EB1 is a microtubule end–binding protein with several potential roles in normal cellular processes. Is it possible that anticancer therapies might affect EB1 function? Paclitaxel is a chemotherapeutic agent that reduces microtubule dynamicity without depolymerizing the microtubule cytoskeleton, and it is thought to cause malignant cells to arrest in mitosis because of spindle damage and, subsequently, to undergo apoptotic cell death. In tissue culture cells, paclitaxel treatment disrupted the localization of EB1 to the microtubules (Morrison et al. 1998). The mechanisms of this effect could include a change in the structure of the microtubule polymer (along its length or at its tip), or a requirement of dynamic microtubules to confer EB1 binding. The idea that the antitumor effects of paclitaxel could be mediated through EB1 must remain speculative, as this drug has shown little activity against colon cancer in clinical trials. Alternatively, the lack of clinical efficacy of paclitaxel in colon cancer may result from the absence of the EB1–APC interaction specifically in this setting. Both situations highlight the important possibility that natural products that affect the microtubule cytoskeleton might interact with or perturb endogenous microtubule end–binding proteins.

Functional studies of yeasts deficient in the microtubule end–binding EB1 proteins demonstrate their roles in several aspects of microtubule search and capture, cell polarization, and chromosome stability. In cells that require a cell cycle delay to correct spindle position abnormalities, Bim1p may participate in the checkpoint machinery as well. The EB1–APC interaction in higher eukaryotes could have arisen evolutionarily to take advantage of specific targeting to the microtubule tip. In multicellular organisms, the interaction between EB1 and dynactin components may have been adapted to exert force on microtubule structures in complex cellular behaviors important for development and cell migration. Many questions about EB1 function remain: how does EB1 influence chromosome segregation? Are EB1 proteins in multicellular organisms important for both spindle and cytoplasmic microtubule behaviors? What role does the loss of the EB1–APC interaction play in the pathogenesis of colon cancer? Are EB1 proteins important for dynactin or dynein function? And might drugs that specifically target EB1 play a role in cancer therapy? Future studies to address these questions are eagerly awaited.

The authors thank Ewan Morrison for the communication of results before publication, and Tim Mitchison and David Pellman for critical and helpful review of the manuscript.

════

▸ **WORK INSTRUCTION 1**
Return the stretch of the EB1 passage that begins at the words "The authors thank" and stops after "of the manuscript.".
▸ **WORK INSTRUCTION 2**
Carry the EB1 passage forward from its final sentence.

Collected data
════

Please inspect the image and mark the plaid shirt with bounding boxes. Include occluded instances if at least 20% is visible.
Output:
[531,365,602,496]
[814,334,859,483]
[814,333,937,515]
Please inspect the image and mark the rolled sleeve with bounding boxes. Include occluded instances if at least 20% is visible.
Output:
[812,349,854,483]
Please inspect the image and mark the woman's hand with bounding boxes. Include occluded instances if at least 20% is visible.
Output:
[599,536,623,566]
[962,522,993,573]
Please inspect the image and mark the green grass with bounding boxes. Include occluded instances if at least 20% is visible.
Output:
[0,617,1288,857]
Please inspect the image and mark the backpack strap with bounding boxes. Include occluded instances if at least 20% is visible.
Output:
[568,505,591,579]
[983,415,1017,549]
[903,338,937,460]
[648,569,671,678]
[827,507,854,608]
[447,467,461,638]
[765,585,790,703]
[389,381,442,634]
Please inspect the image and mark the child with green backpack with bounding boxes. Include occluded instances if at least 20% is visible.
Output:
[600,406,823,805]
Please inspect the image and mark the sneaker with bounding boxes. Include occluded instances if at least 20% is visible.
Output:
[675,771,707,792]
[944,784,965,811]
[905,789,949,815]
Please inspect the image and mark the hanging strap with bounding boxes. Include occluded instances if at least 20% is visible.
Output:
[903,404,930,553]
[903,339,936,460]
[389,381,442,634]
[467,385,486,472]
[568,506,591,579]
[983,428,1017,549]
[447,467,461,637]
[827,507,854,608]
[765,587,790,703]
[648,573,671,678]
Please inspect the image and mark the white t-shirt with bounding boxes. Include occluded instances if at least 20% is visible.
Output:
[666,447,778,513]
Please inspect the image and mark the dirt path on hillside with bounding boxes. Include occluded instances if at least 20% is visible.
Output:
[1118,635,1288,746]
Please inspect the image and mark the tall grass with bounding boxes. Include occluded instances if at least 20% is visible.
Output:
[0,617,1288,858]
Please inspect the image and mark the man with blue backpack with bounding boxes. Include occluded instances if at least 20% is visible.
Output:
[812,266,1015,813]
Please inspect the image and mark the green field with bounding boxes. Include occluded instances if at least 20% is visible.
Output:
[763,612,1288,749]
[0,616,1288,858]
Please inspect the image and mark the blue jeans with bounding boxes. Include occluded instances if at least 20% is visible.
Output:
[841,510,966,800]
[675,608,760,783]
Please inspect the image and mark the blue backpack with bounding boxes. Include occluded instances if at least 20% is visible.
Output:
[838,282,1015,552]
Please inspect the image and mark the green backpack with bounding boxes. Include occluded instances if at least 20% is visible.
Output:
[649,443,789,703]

════

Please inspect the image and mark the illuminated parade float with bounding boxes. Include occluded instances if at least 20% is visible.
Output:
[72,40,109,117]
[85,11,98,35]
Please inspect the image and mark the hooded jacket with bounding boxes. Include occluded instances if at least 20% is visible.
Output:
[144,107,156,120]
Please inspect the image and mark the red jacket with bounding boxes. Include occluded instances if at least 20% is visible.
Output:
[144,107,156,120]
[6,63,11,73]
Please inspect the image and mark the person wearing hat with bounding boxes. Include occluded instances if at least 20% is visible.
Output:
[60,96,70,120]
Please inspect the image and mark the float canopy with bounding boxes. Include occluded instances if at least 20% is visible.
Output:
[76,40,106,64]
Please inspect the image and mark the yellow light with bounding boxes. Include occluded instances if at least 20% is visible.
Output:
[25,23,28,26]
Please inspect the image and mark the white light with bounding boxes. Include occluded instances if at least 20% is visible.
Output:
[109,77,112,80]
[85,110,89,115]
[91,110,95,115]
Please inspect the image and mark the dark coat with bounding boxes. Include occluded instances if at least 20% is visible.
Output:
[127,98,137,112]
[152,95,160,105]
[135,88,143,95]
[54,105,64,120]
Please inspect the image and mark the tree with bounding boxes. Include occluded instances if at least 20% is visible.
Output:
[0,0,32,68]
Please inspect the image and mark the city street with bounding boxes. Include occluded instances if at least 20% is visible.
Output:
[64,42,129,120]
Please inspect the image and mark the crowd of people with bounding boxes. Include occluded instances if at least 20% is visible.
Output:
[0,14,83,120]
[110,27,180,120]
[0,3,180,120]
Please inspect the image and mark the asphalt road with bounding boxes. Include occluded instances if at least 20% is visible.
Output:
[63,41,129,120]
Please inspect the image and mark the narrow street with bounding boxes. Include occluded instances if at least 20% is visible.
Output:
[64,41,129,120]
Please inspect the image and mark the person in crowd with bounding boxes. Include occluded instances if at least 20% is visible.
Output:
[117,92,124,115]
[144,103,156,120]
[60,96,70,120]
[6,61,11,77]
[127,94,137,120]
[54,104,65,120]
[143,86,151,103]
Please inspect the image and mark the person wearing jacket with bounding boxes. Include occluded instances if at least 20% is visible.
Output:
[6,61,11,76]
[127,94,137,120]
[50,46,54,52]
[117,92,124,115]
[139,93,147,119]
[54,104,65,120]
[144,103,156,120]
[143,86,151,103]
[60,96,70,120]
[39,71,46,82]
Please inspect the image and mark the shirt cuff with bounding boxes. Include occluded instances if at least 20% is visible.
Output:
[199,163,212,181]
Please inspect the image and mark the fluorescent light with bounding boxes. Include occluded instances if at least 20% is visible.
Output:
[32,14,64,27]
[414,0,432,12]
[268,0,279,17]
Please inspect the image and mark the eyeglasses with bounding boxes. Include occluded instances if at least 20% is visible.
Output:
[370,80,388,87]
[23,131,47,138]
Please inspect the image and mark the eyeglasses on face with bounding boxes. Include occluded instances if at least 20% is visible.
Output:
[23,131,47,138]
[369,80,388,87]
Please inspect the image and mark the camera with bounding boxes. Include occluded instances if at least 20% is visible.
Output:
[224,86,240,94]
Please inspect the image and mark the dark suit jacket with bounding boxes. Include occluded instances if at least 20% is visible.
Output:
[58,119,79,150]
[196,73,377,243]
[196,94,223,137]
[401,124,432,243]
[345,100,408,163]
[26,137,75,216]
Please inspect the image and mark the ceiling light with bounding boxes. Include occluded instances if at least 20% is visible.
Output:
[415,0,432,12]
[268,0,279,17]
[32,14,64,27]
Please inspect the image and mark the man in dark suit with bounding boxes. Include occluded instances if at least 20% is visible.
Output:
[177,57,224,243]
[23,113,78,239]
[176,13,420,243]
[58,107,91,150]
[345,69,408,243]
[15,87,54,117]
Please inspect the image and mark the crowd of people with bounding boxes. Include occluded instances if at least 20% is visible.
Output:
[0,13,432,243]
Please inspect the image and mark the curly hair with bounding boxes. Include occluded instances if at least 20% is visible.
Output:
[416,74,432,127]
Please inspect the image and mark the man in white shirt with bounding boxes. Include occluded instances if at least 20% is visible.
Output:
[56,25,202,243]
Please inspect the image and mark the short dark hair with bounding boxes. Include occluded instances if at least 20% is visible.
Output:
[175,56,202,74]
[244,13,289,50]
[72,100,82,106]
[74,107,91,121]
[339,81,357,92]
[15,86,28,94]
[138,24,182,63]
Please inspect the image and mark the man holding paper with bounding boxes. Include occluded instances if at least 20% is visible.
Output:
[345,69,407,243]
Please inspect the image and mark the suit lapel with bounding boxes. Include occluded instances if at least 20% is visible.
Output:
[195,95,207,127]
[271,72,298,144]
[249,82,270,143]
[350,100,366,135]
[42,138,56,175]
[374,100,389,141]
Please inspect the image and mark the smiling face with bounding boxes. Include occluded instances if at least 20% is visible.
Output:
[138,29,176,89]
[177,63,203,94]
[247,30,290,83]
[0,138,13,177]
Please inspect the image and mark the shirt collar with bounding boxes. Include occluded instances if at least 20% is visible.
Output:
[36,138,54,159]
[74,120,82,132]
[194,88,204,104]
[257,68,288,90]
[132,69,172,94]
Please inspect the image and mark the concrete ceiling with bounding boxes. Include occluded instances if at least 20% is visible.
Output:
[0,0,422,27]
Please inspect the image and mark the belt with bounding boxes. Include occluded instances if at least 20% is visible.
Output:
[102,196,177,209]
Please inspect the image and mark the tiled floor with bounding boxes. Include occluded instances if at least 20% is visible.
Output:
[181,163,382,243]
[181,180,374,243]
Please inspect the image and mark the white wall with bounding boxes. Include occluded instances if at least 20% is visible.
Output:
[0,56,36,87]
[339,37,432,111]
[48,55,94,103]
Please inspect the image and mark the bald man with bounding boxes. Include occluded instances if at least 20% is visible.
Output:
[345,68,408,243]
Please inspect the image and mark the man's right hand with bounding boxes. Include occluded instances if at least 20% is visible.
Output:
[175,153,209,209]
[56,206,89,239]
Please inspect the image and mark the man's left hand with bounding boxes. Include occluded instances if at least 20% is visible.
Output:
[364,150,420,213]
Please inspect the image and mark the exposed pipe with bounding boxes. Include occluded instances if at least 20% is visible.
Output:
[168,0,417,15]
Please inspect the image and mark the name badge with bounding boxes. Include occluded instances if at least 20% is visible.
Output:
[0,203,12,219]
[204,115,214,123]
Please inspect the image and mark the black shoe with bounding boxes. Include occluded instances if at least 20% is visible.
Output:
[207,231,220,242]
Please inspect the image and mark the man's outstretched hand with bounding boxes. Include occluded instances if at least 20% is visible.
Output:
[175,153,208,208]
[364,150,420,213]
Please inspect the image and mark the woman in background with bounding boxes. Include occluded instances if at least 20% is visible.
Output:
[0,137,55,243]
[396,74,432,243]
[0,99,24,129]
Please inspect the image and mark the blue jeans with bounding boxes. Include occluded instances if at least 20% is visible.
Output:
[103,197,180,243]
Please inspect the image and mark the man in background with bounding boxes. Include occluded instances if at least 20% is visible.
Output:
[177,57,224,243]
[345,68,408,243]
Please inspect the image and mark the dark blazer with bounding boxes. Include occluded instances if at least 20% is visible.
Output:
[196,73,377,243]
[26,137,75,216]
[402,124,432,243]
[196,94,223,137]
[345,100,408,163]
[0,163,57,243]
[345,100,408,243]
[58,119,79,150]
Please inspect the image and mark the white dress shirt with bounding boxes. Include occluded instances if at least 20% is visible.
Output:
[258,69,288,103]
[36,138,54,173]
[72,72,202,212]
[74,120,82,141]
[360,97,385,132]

════

▸ **RESPONSE BOX 1**
The authors thank Ewan Morrison for the communication of results before publication, and Tim Mitchison and David Pellman for critical and helpful review of the manuscript.

▸ **RESPONSE BOX 2**
J.S. Tirnauer is supported by a grant (K08 DK 02578) from the National Institutes of Health.

Dynamic instability, usually measured at the microtubule plus (distal) end, is defined by four parameters: the rates of growth, corresponding to polymerization; and shrinkage, corresponding to depolymerization; and the frequencies of transitions between growth and shrinkage (catastrophes) and between shrinkage and growth (rescues) (reviewed in Desai and Mitchison 1997). Two other terms used in reference to microtubule dynamics are pauses, periods during which length appears constant, reflecting either a non dynamic state or a state such as treadmilling in which polymerization at the plus end and depolymerization at the minus end are coupled; and dynamicity (Toso et al. 1993), a composite measurement of the total tubulin dimers gained or lost per unit time. Dynamicity is increased by faster growth or shrinkage or more frequent transitions. Microtubule length is likewise affected by all four parameters. Classically, greater dynamicity correlates with shorter length, and EB1 is unusual but not unique in increasing both dynamicity and microtubule length.

Measurements of dynamic instability in living cells can be affected by multiple factors; in addition to biological differences, methodological variables include cell temperature, choice of fluorescent protein marker, and imaging and software configurations. As an example, two studies of microtubule dynamics in the bim1Δ mutant (Tirnauer et al. 1999; Adames and Cooper 2000) both showed as the major effect reduced dynamicity and increased pausing, but changes in individual parameters differed somewhat between the studies.